Contre le modèle illibéral de Viktor Orban, porté par la révolte des classes moyennes, la démocratie libérale a tous les atouts pour se réinventer.
Le destin du XXIe siècle se jouera autour de la liberté politique. La démocratie n’affronte plus les sociétés d’Ancien Régime comme au XIXe siècle, ni les totalitarismes comme au XXe siècle ; elle fait face au djihadisme et aux démocratures. Mais sa capacité à relever leurs défis dépendra de l’issue de la confrontation qui s’est ouverte au sein des nations libres entre deux régimes antagonistes : la démocratie libérale et la démocratie illibérale, portée par les populistes. Or la décennie 2010 a vu le krach du capitalisme mondialisé se transformer en crise majeure de la démocratie libérale, sous l’effet de l’onde de choc populiste qui se propage depuis le référendum sur le Brexit et l’élection de Donald Trump en 2016.
Les populismes ne constituent ni un accident, ni une parenthèse destinée à se refermer rapidement. D’abord parce que la révolte des peuples, notamment des classes moyennes, renvoie à des causes profondes et durables : la stagnation des revenus pour une majorité de la population ; l’explosion des inégalités sociales et territoriales ; le désarroi identitaire face à l’islam et à l’immigration ; la montée de la violence et de l’insécurité ; la paralysie de la démocratie représentative et la corruption de nombre de dirigeants. Ensuite parce que les populistes ne constituent pas seulement une force de protestation mais portent une conception alternative d’une démocratie fondée sur le principe de la souveraineté absolue du peuple. Cette démocratie, qui assume son illibéralisme, revendique le primat de l’élection qui conduit à remettre l’ensemble du pouvoir entre les mains d’un homme fort, dont la personne est réputée se confondre avec la nation. Avec pour conséquences la suspension des contre-pouvoirs, la suppression des libertés individuelles, le déni du pluralisme politique, considérés comme autant d’obstacles à l’efficacité de la décision politique en temps de crise. Ainsi Jair Bolsonaro justifie la possibilité du basculement vers la dictature par le fait que « la voie démocratique ne permettra pas de réaliser la transformation voulue par le Brésil à la vitesse désirée ».

□ □ □ □ □ □ □

• _Votre objectif_
Pouvez-vous reproduire à l'identique, dans l'extrait sur la démocratie libérale et les populismes, le passage allant de « Contre le modèle » jusqu'à « Trump en 2016. » ?

• _Matériau présenté_
□ □ □ □ □ □ □

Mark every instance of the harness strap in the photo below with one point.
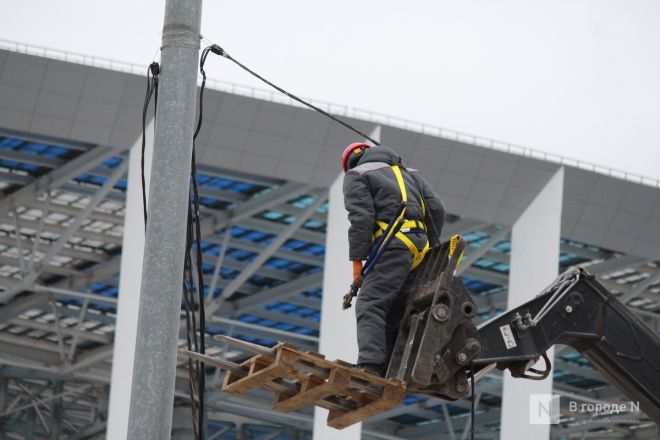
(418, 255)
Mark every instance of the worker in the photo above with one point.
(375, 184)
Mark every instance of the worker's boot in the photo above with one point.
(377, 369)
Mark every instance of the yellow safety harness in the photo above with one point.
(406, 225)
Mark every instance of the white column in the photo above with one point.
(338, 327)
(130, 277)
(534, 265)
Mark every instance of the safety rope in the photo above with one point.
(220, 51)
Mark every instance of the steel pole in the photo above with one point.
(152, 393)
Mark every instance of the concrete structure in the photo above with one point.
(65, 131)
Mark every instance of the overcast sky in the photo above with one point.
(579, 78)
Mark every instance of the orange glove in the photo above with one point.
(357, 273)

□ □ □ □ □ □ □

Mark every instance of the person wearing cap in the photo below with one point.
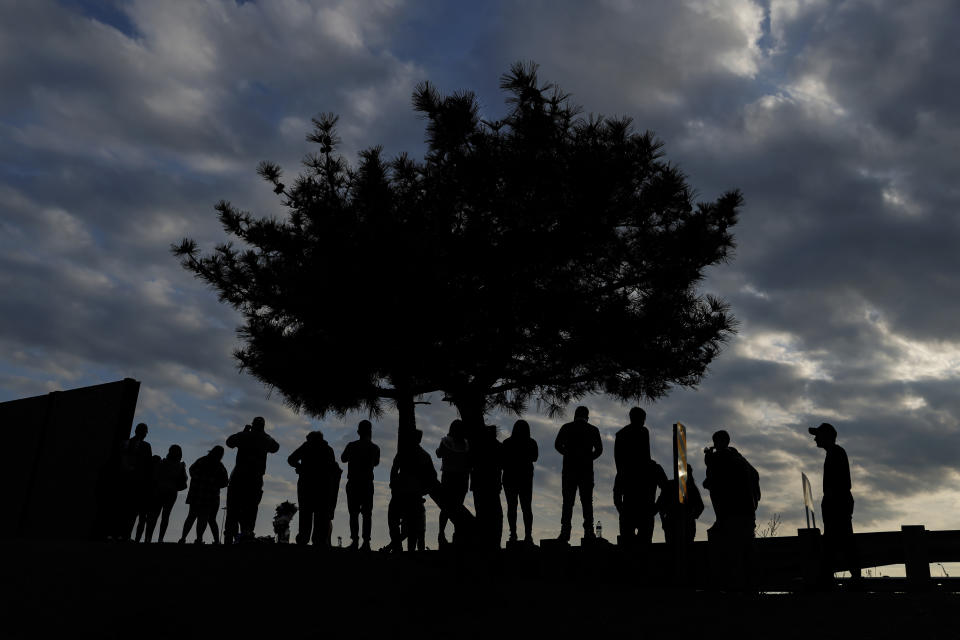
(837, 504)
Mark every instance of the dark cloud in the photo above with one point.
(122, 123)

□ □ □ □ □ □ □

• _Réponse complète_
Contre le modèle illibéral de Viktor Orban, porté par la révolte des classes moyennes, la démocratie libérale a tous les atouts pour se réinventer.
Le destin du XXIe siècle se jouera autour de la liberté politique. La démocratie n’affronte plus les sociétés d’Ancien Régime comme au XIXe siècle, ni les totalitarismes comme au XXe siècle ; elle fait face au djihadisme et aux démocratures. Mais sa capacité à relever leurs défis dépendra de l’issue de la confrontation qui s’est ouverte au sein des nations libres entre deux régimes antagonistes : la démocratie libérale et la démocratie illibérale, portée par les populistes. Or la décennie 2010 a vu le krach du capitalisme mondialisé se transformer en crise majeure de la démocratie libérale, sous l’effet de l’onde de choc populiste qui se propage depuis le référendum sur le Brexit et l’élection de Donald Trump en 2016.